_Stated goal_:
Pull out every line of the entries below that contains the string "sweatpants", matching case exactly.

+ + + + +

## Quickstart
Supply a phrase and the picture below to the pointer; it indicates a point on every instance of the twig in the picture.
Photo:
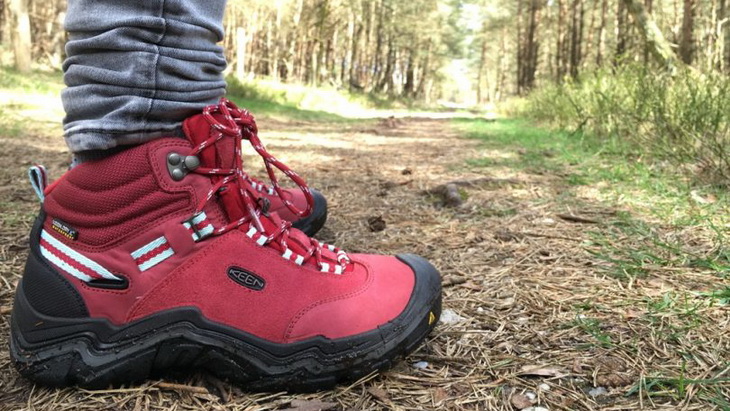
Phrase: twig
(577, 219)
(182, 387)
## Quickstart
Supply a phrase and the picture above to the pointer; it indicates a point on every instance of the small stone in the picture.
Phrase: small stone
(421, 365)
(598, 391)
(376, 224)
(450, 317)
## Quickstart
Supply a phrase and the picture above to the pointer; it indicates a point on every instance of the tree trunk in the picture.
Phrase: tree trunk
(602, 34)
(21, 35)
(658, 45)
(686, 45)
(240, 53)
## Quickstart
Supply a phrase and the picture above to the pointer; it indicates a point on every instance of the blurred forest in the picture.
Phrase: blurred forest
(416, 49)
(652, 73)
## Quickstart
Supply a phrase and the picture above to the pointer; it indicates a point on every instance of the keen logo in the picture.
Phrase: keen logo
(64, 229)
(246, 279)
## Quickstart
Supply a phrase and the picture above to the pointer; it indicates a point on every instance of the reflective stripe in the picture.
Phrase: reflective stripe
(149, 247)
(86, 262)
(156, 260)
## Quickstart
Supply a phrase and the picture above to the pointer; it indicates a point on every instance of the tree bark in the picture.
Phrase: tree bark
(686, 45)
(659, 47)
(22, 45)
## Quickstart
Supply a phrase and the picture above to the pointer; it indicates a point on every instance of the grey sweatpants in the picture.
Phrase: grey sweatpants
(137, 68)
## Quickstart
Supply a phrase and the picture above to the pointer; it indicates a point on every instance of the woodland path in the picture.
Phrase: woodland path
(530, 316)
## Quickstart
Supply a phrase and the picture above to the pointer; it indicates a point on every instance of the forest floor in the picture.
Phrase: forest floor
(574, 277)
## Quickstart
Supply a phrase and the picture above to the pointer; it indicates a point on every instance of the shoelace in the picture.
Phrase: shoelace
(239, 124)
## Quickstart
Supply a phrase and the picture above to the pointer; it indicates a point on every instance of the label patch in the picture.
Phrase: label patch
(246, 279)
(64, 229)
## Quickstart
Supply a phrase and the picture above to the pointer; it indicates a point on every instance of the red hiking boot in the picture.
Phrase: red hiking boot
(164, 258)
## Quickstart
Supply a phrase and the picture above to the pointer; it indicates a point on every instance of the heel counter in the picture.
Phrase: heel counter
(47, 291)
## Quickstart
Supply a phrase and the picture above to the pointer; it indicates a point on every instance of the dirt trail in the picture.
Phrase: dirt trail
(514, 273)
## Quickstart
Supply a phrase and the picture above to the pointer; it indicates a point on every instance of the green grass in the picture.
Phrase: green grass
(261, 99)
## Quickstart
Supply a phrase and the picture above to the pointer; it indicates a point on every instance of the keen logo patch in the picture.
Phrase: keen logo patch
(246, 279)
(64, 229)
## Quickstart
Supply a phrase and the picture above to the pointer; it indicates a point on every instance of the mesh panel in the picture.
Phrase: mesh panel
(110, 199)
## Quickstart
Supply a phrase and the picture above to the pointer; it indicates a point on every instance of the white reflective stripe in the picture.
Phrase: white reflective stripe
(251, 231)
(156, 260)
(149, 247)
(64, 265)
(207, 230)
(92, 265)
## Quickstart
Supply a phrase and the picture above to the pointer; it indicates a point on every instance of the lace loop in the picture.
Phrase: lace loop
(238, 124)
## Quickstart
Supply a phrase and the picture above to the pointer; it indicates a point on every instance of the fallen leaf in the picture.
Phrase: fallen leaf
(378, 393)
(577, 366)
(439, 395)
(471, 286)
(376, 224)
(310, 405)
(520, 401)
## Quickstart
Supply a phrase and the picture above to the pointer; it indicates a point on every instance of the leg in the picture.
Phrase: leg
(136, 69)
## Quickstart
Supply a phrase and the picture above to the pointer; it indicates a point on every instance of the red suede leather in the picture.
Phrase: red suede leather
(131, 208)
(290, 306)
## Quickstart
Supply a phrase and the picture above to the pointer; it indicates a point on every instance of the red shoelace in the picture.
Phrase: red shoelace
(240, 125)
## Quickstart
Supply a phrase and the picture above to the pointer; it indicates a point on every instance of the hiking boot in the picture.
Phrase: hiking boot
(164, 258)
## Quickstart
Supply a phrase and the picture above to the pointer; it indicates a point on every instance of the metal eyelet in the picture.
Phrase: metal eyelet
(179, 166)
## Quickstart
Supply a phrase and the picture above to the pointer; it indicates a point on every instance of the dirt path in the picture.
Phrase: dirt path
(530, 319)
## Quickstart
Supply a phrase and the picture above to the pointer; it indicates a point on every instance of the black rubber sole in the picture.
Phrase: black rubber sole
(314, 222)
(93, 353)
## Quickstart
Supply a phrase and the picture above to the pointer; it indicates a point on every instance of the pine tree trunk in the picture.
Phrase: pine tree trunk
(658, 45)
(686, 45)
(21, 35)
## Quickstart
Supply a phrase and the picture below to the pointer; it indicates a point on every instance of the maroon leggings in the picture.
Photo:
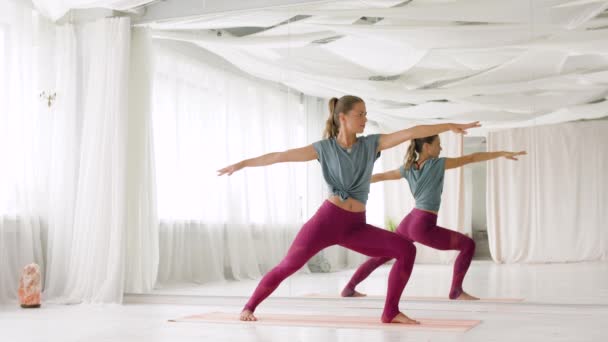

+ + + + +

_Complete output_:
Supply a phrase and the picture above to the pointer; it indicates a point on every instance of the grey sweatpants in the picture.
Phrase: grey sweatpants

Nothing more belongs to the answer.